[Saved entries]
================

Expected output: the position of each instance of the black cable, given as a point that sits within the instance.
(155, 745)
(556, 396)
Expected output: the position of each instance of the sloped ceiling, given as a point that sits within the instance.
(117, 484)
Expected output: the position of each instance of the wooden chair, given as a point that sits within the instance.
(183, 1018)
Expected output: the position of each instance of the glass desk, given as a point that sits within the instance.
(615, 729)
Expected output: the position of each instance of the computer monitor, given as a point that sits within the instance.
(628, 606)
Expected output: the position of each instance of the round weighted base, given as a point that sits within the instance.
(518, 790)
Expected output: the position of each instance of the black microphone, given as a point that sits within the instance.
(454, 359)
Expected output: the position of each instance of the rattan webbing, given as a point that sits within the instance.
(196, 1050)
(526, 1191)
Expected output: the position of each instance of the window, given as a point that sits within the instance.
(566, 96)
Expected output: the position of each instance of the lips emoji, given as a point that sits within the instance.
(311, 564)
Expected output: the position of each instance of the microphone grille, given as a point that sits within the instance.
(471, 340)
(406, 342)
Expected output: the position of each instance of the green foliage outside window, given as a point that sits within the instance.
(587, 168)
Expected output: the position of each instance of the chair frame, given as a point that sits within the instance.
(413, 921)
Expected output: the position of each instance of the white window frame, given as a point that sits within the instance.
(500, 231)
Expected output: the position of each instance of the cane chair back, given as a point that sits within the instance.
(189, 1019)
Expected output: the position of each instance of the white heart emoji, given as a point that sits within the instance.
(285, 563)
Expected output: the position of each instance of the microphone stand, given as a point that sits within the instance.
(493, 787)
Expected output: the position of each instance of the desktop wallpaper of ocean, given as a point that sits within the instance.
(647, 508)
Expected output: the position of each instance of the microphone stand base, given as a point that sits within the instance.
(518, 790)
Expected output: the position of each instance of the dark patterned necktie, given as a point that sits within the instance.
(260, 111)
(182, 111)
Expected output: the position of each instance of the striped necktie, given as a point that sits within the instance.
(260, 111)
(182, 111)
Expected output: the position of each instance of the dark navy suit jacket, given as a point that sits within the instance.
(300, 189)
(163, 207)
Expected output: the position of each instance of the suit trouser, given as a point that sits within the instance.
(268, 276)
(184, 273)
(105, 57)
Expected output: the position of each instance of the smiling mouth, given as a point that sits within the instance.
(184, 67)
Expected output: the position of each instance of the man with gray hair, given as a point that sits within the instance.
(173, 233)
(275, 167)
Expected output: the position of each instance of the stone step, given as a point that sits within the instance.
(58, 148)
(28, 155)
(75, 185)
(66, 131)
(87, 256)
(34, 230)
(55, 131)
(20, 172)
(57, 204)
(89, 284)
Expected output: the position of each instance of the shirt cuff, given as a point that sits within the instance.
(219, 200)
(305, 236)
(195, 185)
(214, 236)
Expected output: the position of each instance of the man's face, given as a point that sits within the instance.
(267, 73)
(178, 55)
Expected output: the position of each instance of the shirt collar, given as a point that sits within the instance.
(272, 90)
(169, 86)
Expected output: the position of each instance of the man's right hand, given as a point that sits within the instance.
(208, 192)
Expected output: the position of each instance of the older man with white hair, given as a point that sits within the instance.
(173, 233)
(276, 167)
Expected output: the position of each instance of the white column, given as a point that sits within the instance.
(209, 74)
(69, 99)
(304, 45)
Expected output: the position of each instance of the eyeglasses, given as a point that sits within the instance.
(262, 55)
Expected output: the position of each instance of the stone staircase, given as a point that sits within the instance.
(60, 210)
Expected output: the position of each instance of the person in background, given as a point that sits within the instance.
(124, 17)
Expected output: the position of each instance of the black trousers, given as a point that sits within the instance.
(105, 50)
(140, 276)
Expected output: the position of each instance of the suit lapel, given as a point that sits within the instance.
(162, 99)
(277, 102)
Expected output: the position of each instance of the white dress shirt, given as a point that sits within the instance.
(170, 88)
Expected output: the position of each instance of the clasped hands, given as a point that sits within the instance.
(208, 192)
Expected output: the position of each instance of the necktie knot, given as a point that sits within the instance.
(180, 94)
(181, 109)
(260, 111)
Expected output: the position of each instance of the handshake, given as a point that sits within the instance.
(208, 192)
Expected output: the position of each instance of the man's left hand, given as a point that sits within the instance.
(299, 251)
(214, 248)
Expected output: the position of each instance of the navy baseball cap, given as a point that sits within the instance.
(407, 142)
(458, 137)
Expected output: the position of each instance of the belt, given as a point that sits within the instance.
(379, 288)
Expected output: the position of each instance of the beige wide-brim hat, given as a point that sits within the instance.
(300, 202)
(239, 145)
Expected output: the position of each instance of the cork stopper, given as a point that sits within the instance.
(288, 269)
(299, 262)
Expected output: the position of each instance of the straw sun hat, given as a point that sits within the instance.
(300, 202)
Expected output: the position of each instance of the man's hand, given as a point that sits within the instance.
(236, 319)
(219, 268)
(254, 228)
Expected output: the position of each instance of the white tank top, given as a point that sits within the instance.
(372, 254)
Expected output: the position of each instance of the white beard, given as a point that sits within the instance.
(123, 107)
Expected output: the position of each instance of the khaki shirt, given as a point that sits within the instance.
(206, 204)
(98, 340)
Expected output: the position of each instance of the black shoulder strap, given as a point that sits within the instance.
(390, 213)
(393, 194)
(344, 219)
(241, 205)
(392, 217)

================

_EXERCISE DETAILS_:
Extract all of the data exactly as written.

_TASK ANSWER_:
Expected output: the position of each instance of the black cable, given as a point that sits within the instance.
(155, 745)
(556, 396)
Expected output: the position of each instance of the sloped ceiling, given as a point that sits within the instance.
(117, 484)
Expected output: the position of each instance of the wooden chair, given as a point that sits within the instance.
(183, 1018)
Expected output: the position of each instance of the glass desk, given as a point that sits within the instance.
(615, 729)
Expected output: the position of each instance of the computer monitor, given as a point that sits within the instance.
(628, 606)
Expected output: the position of each instance of the round weighted base, given as a point that sits within the instance.
(518, 790)
Expected output: the position of each instance of the black microphone, given as a point that sits within the instance.
(454, 359)
Expected output: the position of each instance of the rattan webbing, given as a point that sits within the instance.
(196, 1050)
(526, 1191)
Expected output: the position of each instance of the window, given as a point that sits within the instance.
(566, 96)
Expected output: the position of each instance of the lips emoji, given as a point that sits within the instance.
(311, 564)
Expected output: the position of each instance of the microphone grille, given as a point that sits within the instance.
(471, 340)
(406, 342)
Expected output: the position of each instance of the green foliage outside window, given as a point that sits within the instance.
(587, 168)
Expected output: the position of each instance of the chair frame, given as a point that sits within the instance.
(413, 921)
Expected output: the position of each instance of the white window frame, given as a point that sits within the instance.
(500, 231)
Expected output: the position of each instance of the cane chair back, given as a point that sits within the instance.
(189, 1019)
Expected output: the position of each instance of the white heart emoji, given as a point that sits within the instance.
(285, 563)
Expected output: the position of each instance of the microphone stand, given as a point that sits within the instance.
(493, 787)
Expected output: the position of each instance of the desktop wallpaper of ocean, given as a point that sits within the instance.
(647, 508)
Expected output: the position of each instance of the microphone stand base, given as a point that sits within the instance.
(518, 790)
Expected output: the position of each instance of the dark patterned necktie, given as a point that sits within the instance.
(260, 111)
(182, 111)
Expected output: the position of each instance of the striped necktie, given as a point that sits within the instance.
(260, 111)
(182, 111)
Expected output: the position of each instance of the dark navy suit jacket, given as a point that sits within the instance.
(300, 189)
(163, 207)
Expected output: the position of each instance of the suit trouser, given as a point that sits within the instance.
(268, 276)
(184, 273)
(105, 57)
Expected output: the position of each instance of the smiling mouth, given as a point that sits within the instance.
(184, 67)
Expected output: the position of each instance of the man with gray hair, given as a point that sits within the instance.
(173, 233)
(275, 167)
Expected output: the position of each instance of the stone step, given as a point that sits within the instance.
(58, 148)
(28, 155)
(75, 185)
(66, 131)
(87, 256)
(34, 230)
(55, 131)
(20, 172)
(57, 204)
(89, 284)
Expected output: the position of each instance of the shirt cuff, given as a point that sits within the instance.
(219, 200)
(305, 236)
(195, 185)
(214, 236)
Expected output: the position of each instance of the man's face, given as a point that sits within the instance.
(267, 73)
(178, 55)
Expected output: the position of each instance of the shirt collar, given as a point that sits within the instance.
(272, 90)
(169, 86)
Expected output: the position of each instance of the man's right hand, given as a point that sits within the instance.
(208, 192)
Expected output: the position of each instance of the older man with white hair, given as a point that sits within the instance.
(173, 233)
(276, 167)
Expected output: the position of each instance of the white column, given as a point that sits within the instance.
(209, 74)
(69, 99)
(304, 45)
Expected output: the position of each instance of the eyeglasses, given as a point that sits within the instance.
(262, 55)
Expected output: the position of each instance of the stone staircase, given as a point that sits within the instance.
(60, 210)
Expected output: the position of each instance of the person in background, given as a point that sits within the instance.
(124, 17)
Expected output: the position of each instance of the black trousers, given as a point that sits within the instance.
(105, 50)
(140, 276)
Expected output: the position of each instance of the suit lapel, given as a point that sits within the instance.
(162, 99)
(277, 102)
Expected output: the position of each instance of the white dress shirt, given as a point that sits within the instance.
(170, 88)
Expected output: the position of each instance of the clasped hands, given as a point that sits within the instance.
(208, 192)
Expected output: the position of each instance of the necktie knot, given as a point that sits within the instance.
(180, 94)
(181, 109)
(260, 111)
Expected output: the position of each instance of the handshake, given as a point that sits within the instance.
(208, 192)
Expected output: the position of each instance of the man's left hand, given as a point that sits within the instance.
(299, 251)
(214, 248)
Expected output: the position of each instance of the navy baseball cap, given as a point that sits within the instance.
(407, 142)
(458, 137)
Expected output: the position of each instance of the belt, given as a point that sits within the instance.
(379, 288)
Expected output: the position of each instance of the beige wide-brim hat, given as a point that sits within the instance.
(300, 202)
(239, 145)
Expected output: the position of each instance of the cork stopper, given as a point that sits within the instance.
(288, 269)
(299, 262)
Expected output: the position of each instance of the straw sun hat, given as a point that sits within the instance.
(300, 202)
Expected output: the position of each instance of the man's hand, given as a point that sits within the instance.
(236, 319)
(219, 268)
(254, 228)
Expected output: the position of each instance of the white tank top, given as a point that sits within the instance.
(372, 254)
Expected output: the position of each instance of the white beard, given as a point that sits within the instance.
(123, 107)
Expected output: the position of each instance of the khaki shirt, given as a point that sits within the instance.
(206, 204)
(98, 340)
Expected output: the position of each instance of the black shoulder strap, given as a point that sits within the instance.
(390, 213)
(393, 194)
(344, 219)
(241, 205)
(392, 217)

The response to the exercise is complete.